▶ WHAT THIS TASK INVOLVES
Reproduce the material exactly, omitting nothing.

---------- DATA PROVIDED ----------

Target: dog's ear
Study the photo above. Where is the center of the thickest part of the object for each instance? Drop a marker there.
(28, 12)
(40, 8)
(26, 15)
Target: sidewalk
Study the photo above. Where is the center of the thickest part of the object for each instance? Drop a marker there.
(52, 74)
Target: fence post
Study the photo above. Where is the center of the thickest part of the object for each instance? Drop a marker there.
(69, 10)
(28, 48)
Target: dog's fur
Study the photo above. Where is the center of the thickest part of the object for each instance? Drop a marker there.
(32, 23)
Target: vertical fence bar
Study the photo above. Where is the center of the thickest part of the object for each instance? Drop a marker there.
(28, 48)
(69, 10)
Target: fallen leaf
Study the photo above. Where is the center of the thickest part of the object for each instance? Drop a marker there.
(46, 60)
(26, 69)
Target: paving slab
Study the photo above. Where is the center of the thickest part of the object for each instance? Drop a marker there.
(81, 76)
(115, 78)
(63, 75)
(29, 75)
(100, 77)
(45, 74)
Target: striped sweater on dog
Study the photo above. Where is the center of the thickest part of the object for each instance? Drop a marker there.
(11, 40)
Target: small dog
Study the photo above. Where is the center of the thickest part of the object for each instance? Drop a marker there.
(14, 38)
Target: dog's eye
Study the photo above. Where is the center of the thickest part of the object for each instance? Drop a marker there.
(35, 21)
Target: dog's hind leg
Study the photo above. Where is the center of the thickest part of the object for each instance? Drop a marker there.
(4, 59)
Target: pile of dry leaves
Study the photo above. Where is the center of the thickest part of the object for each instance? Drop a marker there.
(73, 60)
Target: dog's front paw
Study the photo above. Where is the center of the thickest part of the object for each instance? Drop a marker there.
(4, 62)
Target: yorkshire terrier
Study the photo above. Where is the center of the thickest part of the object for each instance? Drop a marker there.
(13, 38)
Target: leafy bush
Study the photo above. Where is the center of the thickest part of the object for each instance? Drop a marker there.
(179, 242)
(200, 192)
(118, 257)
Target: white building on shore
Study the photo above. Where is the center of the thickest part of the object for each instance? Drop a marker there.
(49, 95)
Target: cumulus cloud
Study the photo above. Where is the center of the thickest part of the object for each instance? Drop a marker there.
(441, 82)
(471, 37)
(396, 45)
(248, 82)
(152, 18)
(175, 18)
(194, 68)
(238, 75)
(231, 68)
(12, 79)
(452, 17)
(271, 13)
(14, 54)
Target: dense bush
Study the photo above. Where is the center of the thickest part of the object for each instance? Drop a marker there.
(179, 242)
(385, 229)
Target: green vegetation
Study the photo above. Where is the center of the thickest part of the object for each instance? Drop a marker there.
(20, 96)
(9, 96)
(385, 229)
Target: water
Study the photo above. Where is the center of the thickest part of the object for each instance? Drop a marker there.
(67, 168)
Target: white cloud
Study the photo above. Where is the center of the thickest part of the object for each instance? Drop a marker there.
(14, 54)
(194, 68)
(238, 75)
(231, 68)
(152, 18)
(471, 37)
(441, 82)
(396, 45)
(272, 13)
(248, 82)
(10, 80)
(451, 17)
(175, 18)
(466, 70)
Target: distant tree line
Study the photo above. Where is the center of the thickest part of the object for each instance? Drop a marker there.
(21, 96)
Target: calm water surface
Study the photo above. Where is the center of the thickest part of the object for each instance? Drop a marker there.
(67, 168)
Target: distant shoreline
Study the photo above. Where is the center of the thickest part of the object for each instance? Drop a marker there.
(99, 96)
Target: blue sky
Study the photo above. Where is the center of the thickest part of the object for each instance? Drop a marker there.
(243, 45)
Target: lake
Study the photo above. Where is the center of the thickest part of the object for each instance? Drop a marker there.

----------

▶ ANSWER BELOW
Target: dog's ear
Study the photo above. Where is the center of the thickest part of the object for each instance? Drop a marker there.
(28, 12)
(40, 8)
(26, 15)
Target: sidewalk
Study the photo above. Where is the center of the thickest part of the object for each instance? Drop a marker there.
(52, 74)
Target: fence post
Study the photo above. Where is the center of the thickest part of the object for each instance? Drop a marker there.
(69, 10)
(28, 48)
Target: dog's fur
Study the photo above. Where is the center of the thickest part of the object for each instance? Drop a marker there.
(32, 23)
Target: vertical fence bar
Study the photo above. Where is the center of the thickest part of the object for each instance? Drop a marker there.
(28, 48)
(69, 10)
Target: fallen leaf
Study the photo above. Where is the center of the thickest part of the object for each instance? Drop a marker there.
(46, 60)
(26, 69)
Target: paving slab
Study the photo above. Where is the center of the thickest part of the object for each instance? Drop a marker there.
(81, 76)
(115, 78)
(63, 75)
(29, 75)
(100, 77)
(45, 74)
Target: striped sweater on dog
Study the photo above. Where is the center of the thickest part of the object for each instance? Drop a marker there.
(11, 40)
Target: small dog
Study the photo above. Where is the center of the thickest part of the object for each instance? Drop a marker there.
(14, 38)
Target: dog's eye
Study the photo above. Where is the center of the thickest part of the object for each instance? Drop a marker there.
(35, 21)
Target: dog's hind leg
Study the photo above. Where is the center of the thickest part of the object for each instance? Drop a marker there.
(4, 59)
Target: pile of dry leaves
Study the photo above. Where is the center of the thickest part of the object for each instance? Drop a marker there.
(73, 60)
Target: dog's front paw
Study the photo above. Where is the center of the thickest part of the object for each instance? Drop a marker there.
(4, 62)
Target: yorkshire terrier
Study the photo above. Where is the center of the thickest part of the object for each instance? Drop a marker there.
(13, 38)
Target: leafy bush
Study the photo above. Where is the center of the thickest part of the object for each instance? Drop a marker there.
(179, 242)
(200, 192)
(118, 257)
Target: white building on shore
Study the photo above. Where is the center of the thickest part of the object for each instance? Drop a marker there.
(49, 95)
Target: cumulus cloud
Study the photo above. Where is the center of the thickest part of the object for each instance? Drop a marker there.
(441, 82)
(471, 37)
(396, 45)
(248, 82)
(152, 18)
(175, 18)
(194, 68)
(238, 75)
(231, 68)
(12, 79)
(452, 17)
(271, 13)
(14, 54)
Target: dense bush
Study the photo above. Where is the center of the thickest part of the object for each instance? Drop a marker there.
(179, 242)
(385, 229)
Target: green vegetation
Study the photo above. Where is the center of the thickest part of the object for each instance? Drop a marker there.
(20, 96)
(9, 96)
(385, 229)
Target: water
Study the photo above. Where is the center of the thickest part of the object for each instance? Drop a marker there.
(67, 168)
Target: white cloud
Study the photo above. Where is the center of the thickest part of the object for each instance? Drop a marker there.
(14, 54)
(194, 68)
(238, 75)
(231, 68)
(152, 18)
(471, 37)
(441, 82)
(396, 45)
(272, 13)
(248, 82)
(10, 80)
(451, 17)
(175, 18)
(466, 70)
Target: distant tree line
Study the photo above. Where is the center of the thickest part of the object for each instance? Drop a marker there.
(21, 96)
Target: calm water surface
Study the photo above. Where is the center of the thickest part of the object for each instance? Drop a marker there.
(67, 168)
Target: distant shoreline
Study the photo above. Where is the center of the thickest part of the object for each instance? Drop a marker there.
(99, 96)
Target: blue sky
Study the photo above. Where is the center of the thickest part of the object for each instance? Drop a marker there.
(243, 45)
Target: lake
Study the photo above. Where is the center of the thickest part of the object for each instance? Drop a marker there.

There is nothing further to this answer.